=== PROBLEM DETAILS ===
According to the article on soft power and Scottish independence, what other name is soft power known by?

=== EXCERPTED TEXT ===
start

Below is the pre-edited version of my article on soft power and Scottish independence for The Scotsman - a considerably cut-down version for the paper/website is here. All comments welcomed. Links will be embedded in the next few days.
We have the (soft) power
Scotland holds a positive image in the world, through the strength of its culture and values, writes Pat Kane, but an acrimonious referendum build-up might change all that.
Pre-edited version of article in The Scotsman, 24 Feb, 2012
Look up “Scottish soft power” on Google, and you find a fascinating little vignette. A British diplomat in the Ukraine tells a story of a local Burns night - Macsween’s haggis flown over, schoolchildren in Pechersk reciting Burns in kilts, tickets to Gleneagles sold in a business-networking raffle. “It’s great to see Scottish soft power spreading its benign influence across Kiev”, says the evidently decent Leigh Turner.
Soft power - meaning, in Joseph Nye’s classic definition, “the ability to influence others through culture, values and ideology rather than threat, violence or other forms of coercion” (otherwise known as “hard power”) - is one of the new tools in the kit of 21st century statecraft. Every geo-politician, from China to Chile, is attempting to become literate in “public diplomacy” - as soft power is otherwise known - of one kind or another.
Attending to the global impact of our “national brand” has been an explicit target of the Scottish Parliament for a decade now, even before the SNP’s ascendancy (remember Jack McConnell’s ill-fated “the best small country in the world?”). But what will the coming independence referendum do for Scotland’s global reputation? Does Scotland’s soft power depend on the actual result of the eventual vote - or as much on how that result was conducted and debated?

end

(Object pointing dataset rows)
start

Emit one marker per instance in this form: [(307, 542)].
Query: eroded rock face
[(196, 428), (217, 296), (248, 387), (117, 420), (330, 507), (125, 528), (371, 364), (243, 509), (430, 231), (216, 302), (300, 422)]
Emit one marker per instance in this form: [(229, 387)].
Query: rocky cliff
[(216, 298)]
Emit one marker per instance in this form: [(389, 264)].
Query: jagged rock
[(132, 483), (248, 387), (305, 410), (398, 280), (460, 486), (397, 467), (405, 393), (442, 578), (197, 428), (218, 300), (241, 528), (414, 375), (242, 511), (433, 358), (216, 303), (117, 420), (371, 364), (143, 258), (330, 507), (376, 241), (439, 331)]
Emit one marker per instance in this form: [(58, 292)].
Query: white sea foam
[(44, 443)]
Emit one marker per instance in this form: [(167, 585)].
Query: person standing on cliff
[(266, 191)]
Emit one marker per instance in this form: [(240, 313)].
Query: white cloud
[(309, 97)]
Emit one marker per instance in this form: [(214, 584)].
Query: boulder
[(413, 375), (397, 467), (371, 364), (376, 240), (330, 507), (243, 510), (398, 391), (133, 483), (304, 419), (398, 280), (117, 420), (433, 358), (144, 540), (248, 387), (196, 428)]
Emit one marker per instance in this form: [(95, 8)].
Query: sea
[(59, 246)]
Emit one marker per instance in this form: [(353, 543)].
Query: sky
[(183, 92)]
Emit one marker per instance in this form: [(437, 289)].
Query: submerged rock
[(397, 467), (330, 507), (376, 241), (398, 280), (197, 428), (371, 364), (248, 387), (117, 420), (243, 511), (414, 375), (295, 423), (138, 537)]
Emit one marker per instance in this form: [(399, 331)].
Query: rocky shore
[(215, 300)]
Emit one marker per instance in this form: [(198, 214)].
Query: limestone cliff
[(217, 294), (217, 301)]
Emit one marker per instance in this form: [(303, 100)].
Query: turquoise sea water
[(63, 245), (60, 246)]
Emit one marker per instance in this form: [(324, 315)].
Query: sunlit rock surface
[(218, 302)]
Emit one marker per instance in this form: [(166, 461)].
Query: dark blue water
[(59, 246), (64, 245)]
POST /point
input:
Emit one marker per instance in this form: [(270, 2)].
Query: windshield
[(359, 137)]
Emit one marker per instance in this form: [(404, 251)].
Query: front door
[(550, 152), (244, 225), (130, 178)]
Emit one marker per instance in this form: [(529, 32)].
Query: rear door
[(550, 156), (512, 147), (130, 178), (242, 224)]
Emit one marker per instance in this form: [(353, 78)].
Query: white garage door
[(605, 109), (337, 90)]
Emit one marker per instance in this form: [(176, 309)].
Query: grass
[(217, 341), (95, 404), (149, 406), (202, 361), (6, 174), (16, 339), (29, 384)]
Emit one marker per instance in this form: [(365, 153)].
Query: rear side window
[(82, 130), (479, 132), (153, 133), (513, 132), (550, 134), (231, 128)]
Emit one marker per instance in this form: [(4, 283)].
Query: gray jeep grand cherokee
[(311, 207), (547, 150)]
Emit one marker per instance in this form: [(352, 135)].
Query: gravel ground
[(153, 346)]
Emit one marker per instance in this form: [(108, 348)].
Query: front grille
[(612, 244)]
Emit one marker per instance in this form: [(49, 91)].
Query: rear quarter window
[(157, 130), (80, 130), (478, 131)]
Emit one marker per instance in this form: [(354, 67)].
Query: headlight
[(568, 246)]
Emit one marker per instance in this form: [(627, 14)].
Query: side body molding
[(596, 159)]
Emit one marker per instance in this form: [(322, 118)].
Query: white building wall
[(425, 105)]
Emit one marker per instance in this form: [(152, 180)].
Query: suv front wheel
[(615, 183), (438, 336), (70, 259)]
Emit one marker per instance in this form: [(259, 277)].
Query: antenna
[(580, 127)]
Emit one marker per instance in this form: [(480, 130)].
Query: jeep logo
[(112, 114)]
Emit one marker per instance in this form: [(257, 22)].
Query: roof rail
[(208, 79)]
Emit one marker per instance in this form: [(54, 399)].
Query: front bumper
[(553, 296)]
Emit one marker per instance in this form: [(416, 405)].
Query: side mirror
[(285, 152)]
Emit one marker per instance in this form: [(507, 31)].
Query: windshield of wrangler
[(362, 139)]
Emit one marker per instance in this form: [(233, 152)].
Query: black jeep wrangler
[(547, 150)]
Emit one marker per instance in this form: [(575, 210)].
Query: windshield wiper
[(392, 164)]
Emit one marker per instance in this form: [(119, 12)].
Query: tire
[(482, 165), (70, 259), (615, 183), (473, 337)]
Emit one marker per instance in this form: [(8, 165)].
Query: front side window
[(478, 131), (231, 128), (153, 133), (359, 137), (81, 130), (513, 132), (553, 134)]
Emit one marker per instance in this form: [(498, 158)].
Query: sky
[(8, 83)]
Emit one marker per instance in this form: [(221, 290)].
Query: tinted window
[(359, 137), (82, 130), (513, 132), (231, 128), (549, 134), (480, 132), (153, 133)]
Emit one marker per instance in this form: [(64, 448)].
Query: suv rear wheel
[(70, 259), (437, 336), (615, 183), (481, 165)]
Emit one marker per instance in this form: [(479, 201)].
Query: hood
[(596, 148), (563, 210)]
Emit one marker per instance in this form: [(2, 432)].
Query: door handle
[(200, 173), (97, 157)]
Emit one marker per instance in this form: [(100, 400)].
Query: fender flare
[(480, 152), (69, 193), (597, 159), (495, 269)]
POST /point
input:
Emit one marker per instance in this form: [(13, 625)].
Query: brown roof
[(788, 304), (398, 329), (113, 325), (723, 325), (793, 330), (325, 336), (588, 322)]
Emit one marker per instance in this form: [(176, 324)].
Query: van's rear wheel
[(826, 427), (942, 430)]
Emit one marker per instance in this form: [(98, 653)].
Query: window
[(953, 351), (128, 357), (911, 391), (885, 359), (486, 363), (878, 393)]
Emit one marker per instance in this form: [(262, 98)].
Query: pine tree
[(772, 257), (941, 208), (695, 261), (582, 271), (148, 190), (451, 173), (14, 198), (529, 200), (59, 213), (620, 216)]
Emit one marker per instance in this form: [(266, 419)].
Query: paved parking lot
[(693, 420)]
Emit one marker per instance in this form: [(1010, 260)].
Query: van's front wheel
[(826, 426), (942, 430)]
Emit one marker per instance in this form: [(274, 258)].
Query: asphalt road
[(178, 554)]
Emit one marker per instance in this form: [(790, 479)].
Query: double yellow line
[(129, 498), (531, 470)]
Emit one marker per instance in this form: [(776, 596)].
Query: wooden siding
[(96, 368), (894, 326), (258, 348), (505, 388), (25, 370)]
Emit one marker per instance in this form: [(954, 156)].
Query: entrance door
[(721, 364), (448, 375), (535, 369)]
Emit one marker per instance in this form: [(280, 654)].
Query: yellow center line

end

=== WRITTEN RESPONSE ===
Public diplomacy.